Gyllenhammar on Path to Becoming a Canadian
For 23 years, Pehr G.Gyllenhammar was the face of Volvo, serving as its CEO and/or chairman from 1971 to 1993, at a time when the company was synonymous with Sweden. Now Gyllenhammar, voted Sweden’s most admired man for nine consecutive years, is becoming a Canadian.
Pehr G. Gyllenhammar was always an unconventional business leader. He earned his degree in law but was bored by its practice. In 1965 he was recruited to the Swedish insurance company Skandia where he eventually succeeded his father Pehr Gyllen-hammar Sr as CEO. Shortly there-after, his father-in-law Gunnar Engellau, CEO of Volvo, offered him a position on the company’s top management team. At merely 36 years of age, Gyllenhammar succeeded Engellau as CEO of Volvo. One of Gyllenhammar’s first decisions was to discontinue the Volvo P1800 sports car and focus on building Volvo’s brand around safety. Gyllenhammar also championed initiatives to promote worker participation and dialogue. Today, safety, as well as informal, nonhierarchical workplaces, are some of the things that many associate with Sweden and the country’s brand. And there is no doubt that Volvo and Gyllenhammar’s leadership influenced that development.
Gyllenhammar quickly earned a reputation of being a controversial leader, making enemies among middle management while gaining the trust and admiration of the workers. As he visited the factories, Gyllenhammar found many of the workers’ tasks soulless and uninteresting, and decided to move the company away from the assembly line.
“I organized the company by product instead of by function; cars, trucks, etc.; that made the motivation much higher in the group,” he says. “The assembly line is very impersonal. I changed the production lines so that instead of having 90 seconds per task, like Charlie Chaplin, the workers could see what they were making. This improved both quality and loyalty of the workforce.”
Satisfaction among the workers rose to 90 percent and Gyllenhammar became popular among Swedes across the nation. For nine years in a row, he was voted Sweden’s most admired man.
“I was surprised to start with, and then even more surprised when it continued year after year,” says Gyllenhammar.
When asked about the reason for this widespread admiration, Gyllenhammar linked it to being transparent about his missteps.
“I made my mistakes and accepted them, and people seem to like that,” he says.
While his achievements are numerous, it is his failures that haunt the national psyche of the Swedes. In the 1970s, Norway was not yet the oil rich nation that it is today. Exploratory drilling was underway, but it was still uncertain how much black gold would be found under the sea. Gyllenhammar negotiated a trade with Norway that would see 40 percent of Volvo become Norwegian in return for access to the Norwegian oil fields. However, in the end, he failed to convince his own shareholders and the deal was voted down at Volvo’s annual shareholders’ meeting – a mistake that, according to some, cost Volvo 700 billion SEK (about 82 billion USD) in lost revenue.

Bounding box annotation entries:
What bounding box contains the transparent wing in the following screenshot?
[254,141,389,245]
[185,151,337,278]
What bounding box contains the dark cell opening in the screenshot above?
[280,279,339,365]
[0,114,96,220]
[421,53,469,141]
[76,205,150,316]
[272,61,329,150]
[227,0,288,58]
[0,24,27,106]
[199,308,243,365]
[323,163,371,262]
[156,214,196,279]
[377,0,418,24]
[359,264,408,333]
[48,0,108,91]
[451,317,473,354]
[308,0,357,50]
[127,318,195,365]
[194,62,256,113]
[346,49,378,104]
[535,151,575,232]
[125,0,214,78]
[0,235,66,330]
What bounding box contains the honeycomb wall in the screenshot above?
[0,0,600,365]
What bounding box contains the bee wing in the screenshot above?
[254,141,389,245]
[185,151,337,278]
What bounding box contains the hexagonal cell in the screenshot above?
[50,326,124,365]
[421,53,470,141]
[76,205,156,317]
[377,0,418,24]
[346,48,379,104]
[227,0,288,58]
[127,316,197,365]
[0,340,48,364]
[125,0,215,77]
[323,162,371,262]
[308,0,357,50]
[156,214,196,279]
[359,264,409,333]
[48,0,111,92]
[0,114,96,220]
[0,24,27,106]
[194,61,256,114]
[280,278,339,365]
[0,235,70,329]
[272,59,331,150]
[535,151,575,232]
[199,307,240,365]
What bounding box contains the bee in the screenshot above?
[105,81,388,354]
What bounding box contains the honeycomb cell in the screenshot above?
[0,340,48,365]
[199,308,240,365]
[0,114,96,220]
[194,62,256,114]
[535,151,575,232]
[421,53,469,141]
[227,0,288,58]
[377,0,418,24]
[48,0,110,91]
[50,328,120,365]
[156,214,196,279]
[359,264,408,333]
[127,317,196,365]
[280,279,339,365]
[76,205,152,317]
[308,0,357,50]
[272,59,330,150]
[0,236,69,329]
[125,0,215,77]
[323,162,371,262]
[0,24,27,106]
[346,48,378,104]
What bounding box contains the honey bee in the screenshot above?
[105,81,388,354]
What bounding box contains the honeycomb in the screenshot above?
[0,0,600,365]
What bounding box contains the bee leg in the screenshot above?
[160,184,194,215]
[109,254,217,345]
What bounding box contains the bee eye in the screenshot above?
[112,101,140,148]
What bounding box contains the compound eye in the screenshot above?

Work to be completed | Please continue the article about Pehr G. Gyllenhammar from the point where it ends. You won't need the entries.

Output of the task |
About a decade later, serving now as chairman, Gyllenhammar tried to affect a merger between Volvo and French Renault, but after three years of architecting the deal, the new CEO and the top management rejected it. Gyllenhammar resigned in frustration, leaving both Volvo’s board and Sweden for a new career in the insurance industry in London.
“After I left, they sold the car business to Ford and Ford then sold it to the Chinese. They sold it piece by piece until everything was gone except the trucks and the heavy equipment. They sold it all to foreigners, America and China. The whole company was slaughtered,” he says.
Ironically, Gyllenhammar’s decision to reorganize Volvo by product, rather than by function, made the company easier to divest.
“That was never my intention,” he says. “For me the important part was to have all employees work on something that you could see what it became. It made it more meaningful for the workforce and inspired pride and efficiency. Productivity was better when people had more meaningful tasks.”
Gyllenhammar went on to have a globally successful career in insurance and financial services, working for companies such as Rothchilds and NY-based investment bank Lazard. He was intimately involved in the creation of Aviva, the largest insurance and financial services group in the UK – the result of multiple insurance company mergers. After many years in London and New York, Gyllenhammar was on a flight to London one day when he ended up seated next to industrial psychologist Lee Welton Croll, an American with Canadian roots. They fell in love and were married in 2013. It was Gyllenhammar’s third marriage and in 2016, at the age of 80, he became a father for the fifth time. Eager to avoid Trump’s America, the family immigrated to Toronto in 2019. They have spent the past year in quarantine, which has afforded Gyllenhammar much time with his wife and now five-year-old daughter Barrett.
Gyllenhammar sees few similarities between Sweden and his new homeland.
“The cultures are very different. The population in Canada is more international than almost any other country. You have people from the Far East, the Middle East, Asia, from everywhere really.” While he says he still feels Swedish at heart, Sweden has come to mean less and less over the years.
“Sweden has many advantages and very good technology, good workmanship and loyal people so in that sense I still think it’s a good country, but on the other hand I lost my appetite when they dismantled what I had built.”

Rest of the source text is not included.